Au Théâtre de la Tempête, l’autrice et metteuse en scène dissèque le malaise existentiel d’une quadragénaire en proie au doute contemporain. Grâce à la performance toute en finesse d’Hélène Viviès, c’est un ensemble, puissamment réflexif, qu’elle réussit à déployer.
Professeure dans un collège normand, mère de deux enfants, Valentine est une femme bien sous tous rapports, comme il en existe tant. A l’occasion d’une sortie scolaire parisienne avec ses élèves, elle débarque à l’improviste chez son frère, Paul, avec qui elle est notoirement en mauvais termes. Dans son atelier truffé de polochons, ce plasticien à la gloire passée semble, à l’approche de ses quarante ans, vivre une crise d’inspiration et entasse ses œuvres dans sa cave, faute d’avoir trouvé un musée pour les exposer. Surpris par cette visite impromptue, Paul sent rapidement que quelque chose cloche chez sa sœur, que la sortie scolaire qu’elle avait organisée ne s’est peut-être pas tout à fait déroulée comme prévu…
Dans cette garçonnière devenue refuge, vont apparaître deux autres personnages : Sven, le mari de Valentine, scientifique de son état qui, avec son esprit un peu trop cartésien, se borne, selon son épouse, à « manger des saucisses de Francfort la semaine et de l’andouille le week-end », métaphore cruelle de cette femme et de cette famille qu’il délaisse pour son travail et ne considère plus ; et Manhattan, jeune effrontée, femme de ménage de Paul et, surtout, ancienne élève de Valentine. En elle, la professeure quarantenaire avait fondé beaucoup d’espoirs, aujourd’hui déçus à l’image de l’ensemble de sa vie. Alors que, à sa modeste échelle, elle avait essayé de tout bien faire, la voilà confrontée à ses multiples échecs – famille qui se délite, enfants qui lui échappent, élèves à l’avenir incertain… – qui lui éclatent au visage et la prennent aux tripes.

:::::

**Consignes**
• 1. D'après la critique de la pièce jouée au Théâtre de la Tempête, dans quel type d'établissement Valentine enseigne-t-elle ?
• 2. Poursuivez la critique de la pièce sur Valentine à partir de sa dernière phrase.
Les lignes n'interviennent pas dans ce travail.

:::::

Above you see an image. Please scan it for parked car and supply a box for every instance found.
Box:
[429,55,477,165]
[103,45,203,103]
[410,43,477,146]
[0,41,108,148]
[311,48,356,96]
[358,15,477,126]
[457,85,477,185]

:::::

**Réponses**
• 1. Dans un collège normand.

• 2.
Loin d’être la simple description d’une crise de la quarantaine un peu trop forte, « J’ai bien fait ? » agglomère plusieurs voix sociales dissonantes dont les quatre personnages se font les relais. Plus qu’un échec individuel, le texte de Pauline Sales décrit un échec collectif – de l’art, de la science, de l’école… – fondé sur la fausse idée que l’accumulation de bonnes volontés individuelles pourrait, seule, changer durablement la société. Surtout, à travers le personnage de Valentine qui appartient à la même tranche d’âge qu’elle, l’autrice et metteuse en scène s’interroge sur l’(in)action profonde de sa génération, celle de quadragénaires qui n’ont, peut-être, pas assez fait, à cause d’un manque d’ambition collective claire.
De prime abord anecdotique, la pièce se nourrit à mesure qu’elle se construit, s’étoffe grâce aux différentes voix qui se confrontent, s’invectivent, se complètent et forment, au bout du compte, un tout cohérent. Parfois un brin trop foisonnant dans la pluralité de thématiques qu’il aborde, ou effleure, le texte fonctionne constamment sur deux jambes, à mi-chemin entre le propos socio-politique, ancré dans le réel, et le mode de discours, matricé par des bouffées délirantes qui peuvent parfois décontenancer.
Heureusement, par leur jeu sur le fil, les comédiens assurent la cohésion de l’ensemble. Remarquable de justesse en femme-professeure-citoyenne au bord de la crise de nerfs, Hélène Viviès s’impose comme un solide pilier scénique autour duquel peuvent graviter, avec une fine énergie, Olivia Chatain, Gauthier Baillot et Anthony Poupard. Dans la scénographie toute en subtilité de Marc Lainé, qui confère à l’espace une ambiance éthérée, on en viendrait presque à douter de la réalité de cette histoire aux rebonds dramaturgiques inattendus. Valentine aurait-elle fantasmé cette révolte du « mieux vivre ensemble » ou, fatiguée d’avoir voulu trop bien faire, serait-elle en plein dérapage incontrôlé, en plein burn out salutaire ? Pauline Sales a l’intelligence de laisser la question grande ouverte…
Vincent BOUQUET – www.sceneweb.fr
J’ai bien fait ?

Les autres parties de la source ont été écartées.